Short task 1:
Rewrite the rows starting at the line containing "Can you find the pointed" and ending at the final row, request lines included, and shift every point coordinate in the answers by -68.
>> begin Given text
I was unaware it had ever been a serious crime to be a New Black Panther member. Other than the sick, you have yet to establish that any crime had occurred.

If only one person is at a polling station we are now going to simply ignore it? Especially if they aren't brandishing any obvious weapons. The taunts, menacing appearance and such are perfectly ok? At least as long as you're democrat? :rolleyes:
What taunts? What menacing appearance (unless you count dressing in all black and/or combat fatigues menacing, in which case we have a bunch of angst teenagers to jail)?
 
It doesn't mean it did happen, either. If that is the best they had, I'm starting to understand why the case was dropped for lack of evidence.
I do find this concerning:
To support its evidence, the government had secured an affidavit from Bartle Bull, a longtime civil rights activist and former aide to Sen. Robert F. Kennedy's 1968 presidential campaign. Mr. Bull said in a sworn statement dated April 7 that he was serving in November as a credentialed poll watcher in Philadelphia when he saw the three uniformed Panthers confront and intimidate voters with a nightstick.

Inexplicably, the government did not enter the affidavit in the court case, according to the files.
http://www.washingtontimes.com/news/2009/may/29/career-lawyers-overruled-on-voting-case/print/
It seems he was an eye witness.
Why was the affidavit not entered? What does that exactly mean?
 
For King, who held a weapon, this is a legitimate complaint and one I would like to know more about.

By the way, joobz, in terms of the *punishment* that was given Shabazz, it's already illegal to display a weapon at a polling place. So what punishment was he actually given?
 
What taunts? What menacing appearance

The complaint from the government stated that the men engaged in "coercion, threats and intimidation, ... racial threats and insults, ... menacing and intimidating gestures, ... and movements directed at individuals who were present to vote." Bartle Bull said he heard one yell "You are about to be ruled by the black man, cracker!" You don't call that a taunt?

As for menacing appearance, imagine it's three Ku Klux Klan members in their uniforms, with nightsticks (or even without), standing in front of a polling place. Would that be ok in your mind, Upchurch?
 
Actually, there were 3 NBP members there and even if there was only one, does that mean it's no longer a serious crime. If only one person is at a polling station we are now going to simply ignore it? Especially if they aren't brandishing any obvious weapons. The taunts, menacing appearance and such are perfectly ok? At least as long as you're democrat? :rolleyes:

Those aren't the words I said.
>> end Given text
>> begin Dataset records
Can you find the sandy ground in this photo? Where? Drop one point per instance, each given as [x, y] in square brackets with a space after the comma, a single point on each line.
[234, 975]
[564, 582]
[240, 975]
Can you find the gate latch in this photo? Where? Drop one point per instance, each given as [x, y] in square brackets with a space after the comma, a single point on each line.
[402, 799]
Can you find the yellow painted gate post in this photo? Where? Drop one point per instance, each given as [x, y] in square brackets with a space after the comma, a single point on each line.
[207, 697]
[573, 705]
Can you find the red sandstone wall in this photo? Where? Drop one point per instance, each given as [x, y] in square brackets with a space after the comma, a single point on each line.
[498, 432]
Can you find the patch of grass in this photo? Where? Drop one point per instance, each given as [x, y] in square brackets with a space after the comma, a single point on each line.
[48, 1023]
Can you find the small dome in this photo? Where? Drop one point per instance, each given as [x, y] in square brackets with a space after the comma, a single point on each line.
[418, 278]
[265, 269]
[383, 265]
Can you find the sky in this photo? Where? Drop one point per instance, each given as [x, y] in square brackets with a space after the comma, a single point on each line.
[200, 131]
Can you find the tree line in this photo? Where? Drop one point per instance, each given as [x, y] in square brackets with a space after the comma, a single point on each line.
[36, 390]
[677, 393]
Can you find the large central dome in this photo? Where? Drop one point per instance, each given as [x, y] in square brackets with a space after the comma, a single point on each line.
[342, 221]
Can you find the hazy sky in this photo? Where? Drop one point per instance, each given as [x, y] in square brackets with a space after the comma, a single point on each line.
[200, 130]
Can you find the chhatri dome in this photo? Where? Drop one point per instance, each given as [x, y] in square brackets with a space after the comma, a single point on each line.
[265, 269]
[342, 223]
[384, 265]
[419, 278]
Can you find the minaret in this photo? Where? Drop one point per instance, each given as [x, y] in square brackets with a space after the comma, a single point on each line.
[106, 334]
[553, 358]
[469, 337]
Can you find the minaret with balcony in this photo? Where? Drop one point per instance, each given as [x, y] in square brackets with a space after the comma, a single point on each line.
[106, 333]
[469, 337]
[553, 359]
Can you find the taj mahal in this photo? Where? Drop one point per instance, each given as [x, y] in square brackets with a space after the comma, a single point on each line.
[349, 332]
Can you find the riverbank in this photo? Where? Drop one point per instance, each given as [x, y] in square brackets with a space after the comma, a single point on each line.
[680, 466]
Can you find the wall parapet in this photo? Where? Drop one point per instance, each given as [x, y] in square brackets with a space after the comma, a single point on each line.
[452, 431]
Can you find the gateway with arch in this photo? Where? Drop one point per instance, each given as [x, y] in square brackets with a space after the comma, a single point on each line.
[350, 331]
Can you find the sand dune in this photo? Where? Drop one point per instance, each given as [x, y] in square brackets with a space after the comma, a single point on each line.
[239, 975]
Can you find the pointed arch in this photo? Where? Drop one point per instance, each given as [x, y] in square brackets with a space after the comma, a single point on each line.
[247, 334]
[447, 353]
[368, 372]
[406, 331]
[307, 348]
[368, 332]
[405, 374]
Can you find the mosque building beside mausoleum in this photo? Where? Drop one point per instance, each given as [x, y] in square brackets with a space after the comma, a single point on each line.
>> end Dataset records
Short task 2:
Using the discussion of the New Black Panther case, decide whether each statement agrees with it: (a) Bartle Bull's sworn statement is dated April 7. (b) The government entered Bull's affidavit in the court case. (c) Bull said he saw two uniformed Panthers confront voters.

Exercise solution 1:
Can you find the pointed arch in this photo? Where? Drop one point per instance, each given as [x, y] in square brackets with a space after the comma, a single point on each line.
[179, 266]
[379, 285]
[300, 304]
[338, 263]
[239, 280]
[300, 264]
[337, 306]
Can you find the mosque building beside mausoleum in this photo? Where? Drop one point per instance, each given as [x, y] in square brackets with a space after the comma, a single point on each line.

Exercise solution 2:
(a) Yes: "Mr. Bull said in a sworn statement dated April 7"
(b) No: "Inexplicably, the government did not enter the affidavit in the court case, according to the files."
(c) No: "he saw the three uniformed Panthers confront and intimidate voters with a nightstick."